:: Texte donné ::
SEANCE DU 10 DECEMBRE 2001
M. le président.
« Art. 53
ter
. - En l'absence d'un accord spécifique négocié entre un
commerçant et sa banque sur le montant des commissions entre le 1er janvier et
le 17 février 2002, le montant des commissions perçues par les établissements
de crédit et les services financiers de La Poste sur les paiements par carte
effectués entre le 1er janvier et le 17 février 2002 ne peut excéder le montant
réellement perçu au cours de la même période de l'année 2001, ou sur les sept
dernières semaines de l'année 2001 si cette base de référence est plus
favorable au commerçant ou s'il n'avait pas d'activité au début de l'année
2001. »
Je suis saisi de quatre amendements qui peuvent faire l'objet d'une discussion
commune.
L'amendement n° II-162 rectifié, présenté par MM. Arnaud, Alduy, Bécot, Dulait
et Franchis, Mmes Férat, Létard, Papon et Gourault, MM. Moinard et Zocchetto,
est ainsi libellé :
« Rédiger comme suit l'article 53
ter :
« Il ne peut être perçu, par les établissements bancaires émetteurs, aucune
commission ou rémunération d'aucune sorte sur les paiements par carte de
paiement inférieurs à 30 euros effectués entre le 1er janvier 2002 et le 17
février 2002. »
L'amendement n° II-157 rectifié
bis
, présenté par MM. Cornu, Murat,
Gérard et Braye, est ainsi libellé :
« I. - Dans l'article 53
ter
, remplacer les mots : "un commerçant" par
les mots : "toute personne physique ou morale dont le chiffre d'affaires est
inférieur à 7,63 millions d'euros".

(Entrées d'étiquetage de la position des objets)
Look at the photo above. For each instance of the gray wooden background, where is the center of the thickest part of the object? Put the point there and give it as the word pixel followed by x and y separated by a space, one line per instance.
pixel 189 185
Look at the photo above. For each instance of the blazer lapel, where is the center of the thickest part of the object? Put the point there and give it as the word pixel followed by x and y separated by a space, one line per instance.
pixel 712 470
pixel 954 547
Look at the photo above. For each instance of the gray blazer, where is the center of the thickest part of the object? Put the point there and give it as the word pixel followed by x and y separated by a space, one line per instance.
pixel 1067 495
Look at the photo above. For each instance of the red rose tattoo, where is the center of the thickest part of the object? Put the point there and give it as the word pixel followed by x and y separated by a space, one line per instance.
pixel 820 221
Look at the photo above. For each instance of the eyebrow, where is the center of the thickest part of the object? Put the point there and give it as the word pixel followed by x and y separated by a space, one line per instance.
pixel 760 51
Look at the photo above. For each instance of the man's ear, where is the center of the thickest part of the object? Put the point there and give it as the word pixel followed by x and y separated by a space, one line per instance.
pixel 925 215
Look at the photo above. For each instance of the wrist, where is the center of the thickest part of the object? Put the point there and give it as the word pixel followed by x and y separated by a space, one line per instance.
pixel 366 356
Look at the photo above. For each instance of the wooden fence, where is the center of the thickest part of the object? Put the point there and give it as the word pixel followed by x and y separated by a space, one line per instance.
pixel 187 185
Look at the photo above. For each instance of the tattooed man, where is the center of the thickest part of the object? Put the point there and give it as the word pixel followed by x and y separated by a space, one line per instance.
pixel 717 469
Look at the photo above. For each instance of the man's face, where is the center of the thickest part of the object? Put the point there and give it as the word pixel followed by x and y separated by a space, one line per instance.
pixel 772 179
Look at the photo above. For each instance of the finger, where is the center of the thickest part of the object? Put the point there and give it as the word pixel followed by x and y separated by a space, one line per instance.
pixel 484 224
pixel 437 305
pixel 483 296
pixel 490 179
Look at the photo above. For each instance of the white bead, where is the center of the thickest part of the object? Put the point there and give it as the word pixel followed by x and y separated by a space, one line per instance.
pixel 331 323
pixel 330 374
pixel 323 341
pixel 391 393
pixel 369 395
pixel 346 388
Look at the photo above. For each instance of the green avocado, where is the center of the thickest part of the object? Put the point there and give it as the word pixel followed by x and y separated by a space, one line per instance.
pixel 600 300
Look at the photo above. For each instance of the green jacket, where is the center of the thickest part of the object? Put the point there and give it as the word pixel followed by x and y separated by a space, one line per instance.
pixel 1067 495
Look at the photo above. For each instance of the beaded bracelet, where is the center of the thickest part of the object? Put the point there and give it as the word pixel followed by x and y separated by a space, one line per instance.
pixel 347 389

:: À faire ::
Indiquez si chacune des affirmations suivantes est conforme au compte rendu de séance, en répondant par oui ou par non et en citant les mots décisifs du texte. 1. L'amendement n° II-162 rectifié vise les paiements par carte inférieurs à 30 euros. 2. Le président est saisi de trois amendements en discussion commune. 3. L'amendement n° II-157 rectifié bis remplace « un commerçant » par les personnes dont le chiffre d'affaires est inférieur à 7,63 millions d'euros.

:: Exercice corrigé ::
1. Oui : « sur les paiements par carte de paiement inférieurs à 30 euros ».
2. Non : « Je suis saisi de quatre amendements ».
3. Oui : « toute personne physique ou morale dont le chiffre d'affaires est inférieur à 7,63 millions d'euros ».